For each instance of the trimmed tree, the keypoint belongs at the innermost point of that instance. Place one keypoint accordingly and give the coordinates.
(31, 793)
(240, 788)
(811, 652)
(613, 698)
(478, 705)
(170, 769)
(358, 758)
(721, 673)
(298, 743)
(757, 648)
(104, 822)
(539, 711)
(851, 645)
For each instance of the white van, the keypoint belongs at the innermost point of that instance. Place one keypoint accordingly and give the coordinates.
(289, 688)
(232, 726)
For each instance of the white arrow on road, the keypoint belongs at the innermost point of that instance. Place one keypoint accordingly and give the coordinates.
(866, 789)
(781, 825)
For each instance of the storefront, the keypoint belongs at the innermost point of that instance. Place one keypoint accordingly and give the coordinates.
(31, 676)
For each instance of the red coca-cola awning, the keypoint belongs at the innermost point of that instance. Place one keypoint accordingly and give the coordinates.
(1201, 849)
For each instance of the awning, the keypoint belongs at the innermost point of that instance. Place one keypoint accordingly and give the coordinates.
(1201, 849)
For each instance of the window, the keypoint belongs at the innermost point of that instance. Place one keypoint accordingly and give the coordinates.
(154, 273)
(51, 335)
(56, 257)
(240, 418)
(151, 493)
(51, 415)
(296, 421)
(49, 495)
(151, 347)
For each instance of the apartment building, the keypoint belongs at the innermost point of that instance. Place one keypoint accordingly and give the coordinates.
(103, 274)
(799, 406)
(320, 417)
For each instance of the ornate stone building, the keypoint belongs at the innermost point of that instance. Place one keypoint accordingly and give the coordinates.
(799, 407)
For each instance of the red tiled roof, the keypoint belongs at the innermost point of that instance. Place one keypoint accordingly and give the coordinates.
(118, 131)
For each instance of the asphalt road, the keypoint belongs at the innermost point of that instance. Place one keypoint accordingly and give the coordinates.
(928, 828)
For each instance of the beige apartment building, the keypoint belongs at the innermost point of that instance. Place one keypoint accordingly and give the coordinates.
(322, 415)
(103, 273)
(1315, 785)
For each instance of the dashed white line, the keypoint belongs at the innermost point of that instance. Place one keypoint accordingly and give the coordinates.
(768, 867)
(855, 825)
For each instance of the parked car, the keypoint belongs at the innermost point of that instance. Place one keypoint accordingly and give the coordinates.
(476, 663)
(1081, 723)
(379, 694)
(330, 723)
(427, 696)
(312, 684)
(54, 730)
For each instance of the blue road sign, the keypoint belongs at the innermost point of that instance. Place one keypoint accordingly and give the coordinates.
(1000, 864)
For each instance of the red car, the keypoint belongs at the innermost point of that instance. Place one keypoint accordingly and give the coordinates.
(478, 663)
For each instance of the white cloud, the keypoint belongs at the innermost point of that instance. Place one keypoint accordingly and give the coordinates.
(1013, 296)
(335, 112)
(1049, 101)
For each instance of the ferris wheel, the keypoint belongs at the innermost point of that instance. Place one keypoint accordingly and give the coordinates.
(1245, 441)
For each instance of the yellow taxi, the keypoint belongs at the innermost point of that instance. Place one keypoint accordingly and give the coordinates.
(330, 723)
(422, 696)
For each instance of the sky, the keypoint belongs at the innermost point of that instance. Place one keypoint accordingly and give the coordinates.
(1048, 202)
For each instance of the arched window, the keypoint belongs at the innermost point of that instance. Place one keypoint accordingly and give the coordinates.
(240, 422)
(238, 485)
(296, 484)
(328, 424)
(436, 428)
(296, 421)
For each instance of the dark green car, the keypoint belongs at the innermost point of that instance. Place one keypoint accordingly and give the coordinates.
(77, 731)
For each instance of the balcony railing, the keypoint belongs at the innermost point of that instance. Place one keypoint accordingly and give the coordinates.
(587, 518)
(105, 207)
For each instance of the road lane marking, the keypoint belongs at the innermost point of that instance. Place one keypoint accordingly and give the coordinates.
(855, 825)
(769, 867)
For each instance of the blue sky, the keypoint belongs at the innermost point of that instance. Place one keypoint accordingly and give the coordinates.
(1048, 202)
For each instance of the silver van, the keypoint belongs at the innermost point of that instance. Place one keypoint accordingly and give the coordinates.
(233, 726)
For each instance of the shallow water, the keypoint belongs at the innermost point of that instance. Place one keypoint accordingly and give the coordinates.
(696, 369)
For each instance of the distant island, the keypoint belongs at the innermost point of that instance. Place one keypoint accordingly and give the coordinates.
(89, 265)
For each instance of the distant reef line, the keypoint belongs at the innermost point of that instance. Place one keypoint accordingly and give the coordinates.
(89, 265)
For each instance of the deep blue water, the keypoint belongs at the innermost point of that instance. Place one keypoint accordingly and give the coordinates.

→ Activity:
What is wanted is an exact copy of the data.

→ The answer:
For each instance of the trimmed tree, the keypoint belongs at the innermost point of that instance. Place one keypoint accordingly and give the coordinates.
(31, 793)
(240, 788)
(811, 652)
(613, 698)
(478, 705)
(170, 769)
(358, 758)
(721, 673)
(298, 743)
(757, 648)
(104, 822)
(539, 711)
(851, 645)
For each instance of the white van, the keypoint belongs at the innermost point of that instance. Place one keypoint accordingly and give the coordinates.
(289, 688)
(232, 726)
For each instance of the white arrow on road, the keypoint belongs at the innermost point of that instance. Place one keypoint accordingly and give the coordinates.
(866, 789)
(781, 825)
For each instance of the storefront, the keypoint belongs at the innermost point of that instance. Place one keypoint accordingly and give the coordinates.
(31, 676)
For each instance of the red coca-cola awning, the keypoint belongs at the innermost point of that instance. Place one keypoint accordingly and give the coordinates.
(1201, 849)
For each instance of the awning, the keypoint belongs at the innermost point of that instance. Place one keypoint accordingly and give the coordinates.
(1201, 849)
For each instance of the window, the keypoint belongs at the innermost point of that instance. Place one keypoint accordingly and give the coordinates.
(154, 273)
(51, 335)
(56, 257)
(240, 418)
(151, 493)
(51, 415)
(296, 421)
(49, 495)
(151, 347)
For each instance of the apartment building, the keypoint belongs at the innermost point of that instance. Place one keypoint accordingly and give the coordinates.
(103, 274)
(799, 406)
(320, 417)
For each instance of the ornate stone building, the keypoint belongs at the innermost point of that instance. Place one keypoint accordingly and give the coordinates.
(799, 407)
For each instance of the red tiled roof, the keypoint belongs at the innermost point of that instance. Place one keypoint accordingly and give the coordinates.
(118, 131)
For each instance of the asphalt road, the keypoint belongs at the innermost point of that instance. Place one keypoint accordingly and give the coordinates.
(928, 828)
For each instance of the beige apartment building, the keypoint belongs at the innermost point of that instance. Place one keypoint accordingly and give the coordinates.
(322, 415)
(103, 273)
(1315, 785)
For each instance of the dashed white line, the keypoint belongs at the innermost point of that instance. Place one keypoint accordingly and give the coordinates.
(768, 867)
(855, 825)
For each instance of the parked car, the keypoint belongs at the innermost point of that instance. Place one keypoint accordingly and give the coordinates.
(476, 663)
(1081, 723)
(379, 694)
(330, 723)
(427, 696)
(312, 684)
(54, 730)
For each instance of the blue road sign, the keypoint belongs at the innermost point of that instance. Place one keypoint accordingly and give the coordinates.
(1000, 864)
For each instance of the red car, the keypoint belongs at the innermost point of that instance. Place one keypoint accordingly and give the coordinates.
(478, 663)
For each instance of the white cloud, the keypoint belongs at the innermost point of that instance. Place one keypoint accordingly and give the coordinates.
(1013, 296)
(335, 112)
(1049, 101)
For each instance of the ferris wheel, the keypoint belongs at the innermost point of that instance. Place one keypoint accordingly and give the coordinates.
(1245, 441)
For each instance of the yellow taxi, the keypoint belongs at the innermost point of that instance. Place one keypoint accordingly and give the coordinates.
(330, 723)
(422, 696)
For each instance of the sky, the keypoint belongs at the innermost point of that instance. Place one keypoint accordingly and give the coordinates.
(1048, 202)
For each instance of the arched window, the keypoint belongs at the innermost point of that instance. Place one keypoint accordingly and give the coordinates.
(240, 422)
(238, 485)
(296, 484)
(328, 424)
(436, 428)
(296, 421)
For each instance of the dark green car, the keypoint belongs at the innermost point of that instance. Place one keypoint accordingly and give the coordinates.
(77, 731)
For each instance of the balcony railing, the keypoint belongs at the innermost point of that instance. Place one keypoint accordingly and give the coordinates.
(587, 518)
(105, 207)
For each instance of the road lane marking, the keypoint belongs at the innermost point of that instance. Place one keypoint accordingly and give the coordinates.
(855, 825)
(769, 867)
For each instance of the blue sky, the keypoint belongs at the innermost point of that instance. Place one keypoint accordingly and give the coordinates.
(1048, 202)
For each instance of the silver van, the keypoint belongs at the innermost point of that instance. Place one keypoint accordingly and give the coordinates.
(233, 726)
For each instance of the shallow water, the keypoint belongs at the innermost point of that instance. Place one keypoint accordingly and give the coordinates.
(696, 369)
For each instance of the distant island, the keypoint belongs at the innermost point of that instance. Place one keypoint accordingly and give the coordinates.
(89, 265)
For each instance of the distant reef line, the keypoint belongs at the innermost point of that instance. Place one keypoint accordingly and give the coordinates.
(89, 265)
For each instance of the deep blue water, the keypoint belongs at the innermost point of that instance. Place one keypoint accordingly and give the coordinates.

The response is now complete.